Exercise: Only lines holding the word "sheen" are wanted from the records; copy all of them.

(Collected data)

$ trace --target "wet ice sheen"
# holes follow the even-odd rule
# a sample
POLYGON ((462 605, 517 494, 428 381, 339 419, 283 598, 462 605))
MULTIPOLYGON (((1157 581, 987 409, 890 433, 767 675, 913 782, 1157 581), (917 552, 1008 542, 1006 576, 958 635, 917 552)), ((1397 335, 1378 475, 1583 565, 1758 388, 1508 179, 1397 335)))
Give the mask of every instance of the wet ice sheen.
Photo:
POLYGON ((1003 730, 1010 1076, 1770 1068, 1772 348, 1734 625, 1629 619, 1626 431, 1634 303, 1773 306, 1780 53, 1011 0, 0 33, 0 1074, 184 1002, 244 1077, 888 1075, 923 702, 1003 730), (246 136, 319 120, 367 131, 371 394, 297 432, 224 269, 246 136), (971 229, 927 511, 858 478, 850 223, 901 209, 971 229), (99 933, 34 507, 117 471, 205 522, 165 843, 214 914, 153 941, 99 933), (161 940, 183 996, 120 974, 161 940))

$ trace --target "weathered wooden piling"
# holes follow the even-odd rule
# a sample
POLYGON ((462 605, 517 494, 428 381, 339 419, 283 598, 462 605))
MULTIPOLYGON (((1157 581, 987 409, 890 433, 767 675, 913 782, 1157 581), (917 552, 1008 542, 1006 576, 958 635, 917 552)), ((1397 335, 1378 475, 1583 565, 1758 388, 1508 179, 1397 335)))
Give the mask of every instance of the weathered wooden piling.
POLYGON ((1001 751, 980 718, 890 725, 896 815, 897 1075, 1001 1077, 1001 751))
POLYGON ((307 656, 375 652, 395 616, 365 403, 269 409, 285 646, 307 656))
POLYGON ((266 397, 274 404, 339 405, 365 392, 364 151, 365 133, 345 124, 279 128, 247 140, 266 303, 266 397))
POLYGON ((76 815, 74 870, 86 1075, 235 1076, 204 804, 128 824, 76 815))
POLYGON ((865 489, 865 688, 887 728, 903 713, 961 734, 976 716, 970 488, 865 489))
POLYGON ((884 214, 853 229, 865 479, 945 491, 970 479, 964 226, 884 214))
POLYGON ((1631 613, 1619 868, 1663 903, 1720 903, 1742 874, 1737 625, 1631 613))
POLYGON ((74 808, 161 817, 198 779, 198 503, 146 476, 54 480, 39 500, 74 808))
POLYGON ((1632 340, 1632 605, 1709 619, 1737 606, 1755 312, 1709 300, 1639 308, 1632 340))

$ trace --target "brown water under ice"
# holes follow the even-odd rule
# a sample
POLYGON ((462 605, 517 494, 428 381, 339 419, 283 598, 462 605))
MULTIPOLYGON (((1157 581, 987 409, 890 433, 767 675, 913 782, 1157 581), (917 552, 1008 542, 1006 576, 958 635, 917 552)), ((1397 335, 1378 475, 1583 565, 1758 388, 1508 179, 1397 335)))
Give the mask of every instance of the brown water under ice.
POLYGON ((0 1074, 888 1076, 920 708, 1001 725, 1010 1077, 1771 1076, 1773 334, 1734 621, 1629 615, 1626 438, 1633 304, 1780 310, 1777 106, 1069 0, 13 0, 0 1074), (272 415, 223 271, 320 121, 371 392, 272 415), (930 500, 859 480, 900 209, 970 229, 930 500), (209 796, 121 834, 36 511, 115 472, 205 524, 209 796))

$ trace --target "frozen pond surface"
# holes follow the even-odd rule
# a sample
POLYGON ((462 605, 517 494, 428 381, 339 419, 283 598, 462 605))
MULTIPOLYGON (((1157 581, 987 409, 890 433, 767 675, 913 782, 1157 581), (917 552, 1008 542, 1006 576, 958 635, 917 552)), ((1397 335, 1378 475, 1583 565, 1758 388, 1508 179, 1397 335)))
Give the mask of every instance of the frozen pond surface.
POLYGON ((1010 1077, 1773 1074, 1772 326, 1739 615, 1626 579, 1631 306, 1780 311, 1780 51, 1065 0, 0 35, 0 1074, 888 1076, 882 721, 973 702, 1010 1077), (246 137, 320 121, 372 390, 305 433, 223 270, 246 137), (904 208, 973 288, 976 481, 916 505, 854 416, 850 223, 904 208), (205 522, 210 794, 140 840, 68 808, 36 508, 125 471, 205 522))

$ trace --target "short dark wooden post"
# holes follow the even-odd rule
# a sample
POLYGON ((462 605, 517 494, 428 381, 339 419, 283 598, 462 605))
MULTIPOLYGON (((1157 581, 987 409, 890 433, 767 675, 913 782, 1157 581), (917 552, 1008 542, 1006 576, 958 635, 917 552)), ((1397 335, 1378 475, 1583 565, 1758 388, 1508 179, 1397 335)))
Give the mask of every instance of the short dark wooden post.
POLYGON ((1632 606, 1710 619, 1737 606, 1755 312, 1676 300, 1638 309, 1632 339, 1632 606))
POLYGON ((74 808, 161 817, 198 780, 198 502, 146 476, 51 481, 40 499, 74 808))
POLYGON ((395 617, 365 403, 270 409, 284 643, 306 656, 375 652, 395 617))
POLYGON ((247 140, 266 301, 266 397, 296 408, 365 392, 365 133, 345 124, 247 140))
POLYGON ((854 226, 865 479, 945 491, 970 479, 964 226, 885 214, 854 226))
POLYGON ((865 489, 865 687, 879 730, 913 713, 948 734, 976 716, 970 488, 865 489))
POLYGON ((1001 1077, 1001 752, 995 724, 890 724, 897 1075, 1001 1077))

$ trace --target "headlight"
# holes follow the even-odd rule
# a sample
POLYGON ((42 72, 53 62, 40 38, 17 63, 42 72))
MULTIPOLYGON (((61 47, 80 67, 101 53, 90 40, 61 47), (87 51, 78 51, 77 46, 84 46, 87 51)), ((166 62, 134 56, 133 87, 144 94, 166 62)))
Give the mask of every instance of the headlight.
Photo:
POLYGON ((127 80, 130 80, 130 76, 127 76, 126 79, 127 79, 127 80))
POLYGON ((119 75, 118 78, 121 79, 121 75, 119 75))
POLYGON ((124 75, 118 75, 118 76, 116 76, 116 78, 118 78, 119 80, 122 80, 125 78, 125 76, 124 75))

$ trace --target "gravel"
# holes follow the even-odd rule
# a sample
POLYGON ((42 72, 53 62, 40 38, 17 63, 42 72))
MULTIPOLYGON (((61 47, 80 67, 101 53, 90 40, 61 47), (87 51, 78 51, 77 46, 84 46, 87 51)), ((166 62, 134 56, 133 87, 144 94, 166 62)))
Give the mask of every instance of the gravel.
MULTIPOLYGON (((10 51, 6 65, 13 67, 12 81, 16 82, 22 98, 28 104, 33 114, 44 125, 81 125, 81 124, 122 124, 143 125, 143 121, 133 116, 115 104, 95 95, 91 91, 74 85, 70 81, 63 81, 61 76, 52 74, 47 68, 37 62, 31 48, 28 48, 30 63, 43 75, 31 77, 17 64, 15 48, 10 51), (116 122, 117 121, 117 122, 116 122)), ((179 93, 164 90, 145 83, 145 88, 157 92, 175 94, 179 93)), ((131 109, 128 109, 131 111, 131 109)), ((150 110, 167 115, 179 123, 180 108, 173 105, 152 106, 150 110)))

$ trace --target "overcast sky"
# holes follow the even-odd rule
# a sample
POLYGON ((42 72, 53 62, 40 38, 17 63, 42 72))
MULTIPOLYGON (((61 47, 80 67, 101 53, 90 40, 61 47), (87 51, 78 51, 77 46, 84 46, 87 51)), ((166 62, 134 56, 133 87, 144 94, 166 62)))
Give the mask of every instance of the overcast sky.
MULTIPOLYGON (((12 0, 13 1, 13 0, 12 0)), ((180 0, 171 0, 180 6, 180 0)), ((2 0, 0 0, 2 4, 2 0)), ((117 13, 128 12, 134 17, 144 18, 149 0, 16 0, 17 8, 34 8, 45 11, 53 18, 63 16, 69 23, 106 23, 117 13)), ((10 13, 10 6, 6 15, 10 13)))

Task response:
$ trace --target "wet ice sheen"
Give the mask of every instance of the wet ice sheen.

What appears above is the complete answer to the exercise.